___ Document excerpt ___

Technically they *could* start a UML or a VServer/Xen/whatever using
efficients I/Os such as copy-on-write or some LVM magic, then
NFS-mount or bind-mount only the necessary directories.
OpenSUSE has something similar to instanciate a Xen domU for you to
request a .rpm build. The domU is trashed once that's done (though
this case is simple, as there's only volatile data, except for the
build result).
I also remember a website that started a minimal UML for each user so
they could play with a live Unix system, with a Javascript interface
to dialog with the bash prompt.
This sounds like a non-trivial development though, so either they
wrote it all internally, either they based their work on something
existing that I don't know, either they used a smart combination of
technologies which we need to find :)
I probably should try it first-hand instead of elaborating.
> > I tend to distrust chroot'd environment: they are likely to introduce
> > breakages.
>
> Their use simply requires a very careful attention to details (such as
> needed libraries, devices, etc.).
That's what I said, yes ;)
Btw, do you have techniques to manage upgrades?
> > > Login Rule Start Stop Time Command
> > > sergiusz git Wed Feb 11 20:28 Wed 20:28 00:00
> > > /usr/bin/git-upload-
> > > andy_shev svn Wed Feb 11 19:05 Wed 19:05 00:00
> > > /usr/bin/svnserve -r
> > > gray sftp-upload Wed Feb 11 18:00 Wed 18:01 00:01 /bin/sftp-server
> >
> > It sounds interesting to produce stats out of these logs :)
>
> It is possible. Any idea what to include in these statistics?
I think it would be nice to present:
- what commands were used the most; possibly grouping them by topic
(e.g. Git, sftp/scp)
- connection rate and peaks
> > post-socket is a nice concept.
> > Do you know how interrupted connections are handled?
>
> They are handled by the wydawca utility. When started, it collects
> information about triplets (tarball.directory.asc, tarball,
> tarball.sig). Any complete triplets (i.e. ones that contain all three
> components and ones that contain a lone self-sufficient directory file
> of v.1.1) are processed immediately. Incomplete triplets are held on
> quarantine for a certain time, in the hope that submitter will supply
> missing parts some time in the future. If he does not, such dangling
> incomplete triplets are removed after the timeout expires.
OK. Btw we ran a copy of ftp-upload.gnu.org's script at Savannah a
while ago, it used 'lsof' to monitor active downloads but I don't
remember the details.
My question though was rather: if a connection is interrupted
(e.g. the SSH connection eventually times out or is reset), how is it
handled? Is there a notification in that case?

___ Record excerpts ___

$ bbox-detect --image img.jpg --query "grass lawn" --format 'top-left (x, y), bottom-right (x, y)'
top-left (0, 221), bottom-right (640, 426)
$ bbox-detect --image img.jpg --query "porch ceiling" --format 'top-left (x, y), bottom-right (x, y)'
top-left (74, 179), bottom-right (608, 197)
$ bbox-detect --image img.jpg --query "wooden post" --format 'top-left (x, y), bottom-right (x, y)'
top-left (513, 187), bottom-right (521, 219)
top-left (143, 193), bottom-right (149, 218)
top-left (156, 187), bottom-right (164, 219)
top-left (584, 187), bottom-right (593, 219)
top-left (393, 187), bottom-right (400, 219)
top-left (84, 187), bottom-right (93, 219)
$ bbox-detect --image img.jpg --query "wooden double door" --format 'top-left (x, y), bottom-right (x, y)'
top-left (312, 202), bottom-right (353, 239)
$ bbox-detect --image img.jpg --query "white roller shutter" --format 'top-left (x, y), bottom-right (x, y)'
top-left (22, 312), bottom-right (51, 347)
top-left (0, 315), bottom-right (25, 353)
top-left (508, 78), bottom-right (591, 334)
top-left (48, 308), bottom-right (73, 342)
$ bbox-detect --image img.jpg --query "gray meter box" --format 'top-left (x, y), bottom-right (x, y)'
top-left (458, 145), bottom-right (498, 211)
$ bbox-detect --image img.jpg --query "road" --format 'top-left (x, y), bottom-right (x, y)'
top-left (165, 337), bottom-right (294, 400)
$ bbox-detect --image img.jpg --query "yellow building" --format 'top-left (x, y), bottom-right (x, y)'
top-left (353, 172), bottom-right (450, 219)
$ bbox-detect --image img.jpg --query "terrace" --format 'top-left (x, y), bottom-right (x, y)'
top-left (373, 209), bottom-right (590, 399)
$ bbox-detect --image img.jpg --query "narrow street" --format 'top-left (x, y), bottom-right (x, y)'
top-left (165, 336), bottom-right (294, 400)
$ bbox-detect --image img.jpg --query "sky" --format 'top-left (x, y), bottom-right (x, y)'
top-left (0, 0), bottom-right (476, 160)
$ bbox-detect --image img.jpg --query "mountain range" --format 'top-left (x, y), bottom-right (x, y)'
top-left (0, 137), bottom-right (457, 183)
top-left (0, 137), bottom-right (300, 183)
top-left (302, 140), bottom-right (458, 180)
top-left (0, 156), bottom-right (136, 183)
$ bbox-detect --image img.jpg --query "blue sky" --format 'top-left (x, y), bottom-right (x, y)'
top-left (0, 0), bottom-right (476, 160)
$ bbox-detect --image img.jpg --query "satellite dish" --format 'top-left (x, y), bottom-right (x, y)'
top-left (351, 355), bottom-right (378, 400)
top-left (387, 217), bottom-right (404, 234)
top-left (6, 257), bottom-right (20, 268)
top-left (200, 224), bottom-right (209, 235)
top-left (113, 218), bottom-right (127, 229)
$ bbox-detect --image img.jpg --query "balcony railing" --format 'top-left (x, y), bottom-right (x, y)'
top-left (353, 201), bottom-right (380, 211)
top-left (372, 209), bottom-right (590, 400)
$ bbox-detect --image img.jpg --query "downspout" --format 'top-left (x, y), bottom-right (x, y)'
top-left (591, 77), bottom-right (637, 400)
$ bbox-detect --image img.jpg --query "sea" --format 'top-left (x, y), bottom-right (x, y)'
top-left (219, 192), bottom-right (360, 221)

___

Request A >> In the mailing-list excerpt, what happens to incomplete triplets if the submitter never supplies the missing parts?
Request B >> Summarize the mailing-list excerpt in two sentences.
Request C >> Set down the part of the mailing-list excerpt between "I also remember" and "instead of elaborating.", inclusive.

Answer A >> They are removed after the timeout expires.

Answer B >> The writer suggests that a service could start a UML or Xen environment and mount only the needed directories, as OpenSUSE does with a Xen domU for .rpm builds, and proposes login-log statistics such as the most-used commands and connection rates. A reply explains that wydawca processes complete triplets immediately and quarantines incomplete ones until a timeout, and the writer clarifies that the question was how an interrupted connection is handled and whether there is a notification.

Answer C >>
I also remember a website that started a minimal UML for each user so
they could play with a live Unix system, with a Javascript interface
to dialog with the bash prompt.
This sounds like a non-trivial development though, so either they
wrote it all internally, either they based their work on something
existing that I don't know, either they used a smart combination of
technologies which we need to find :)
I probably should try it first-hand instead of elaborating.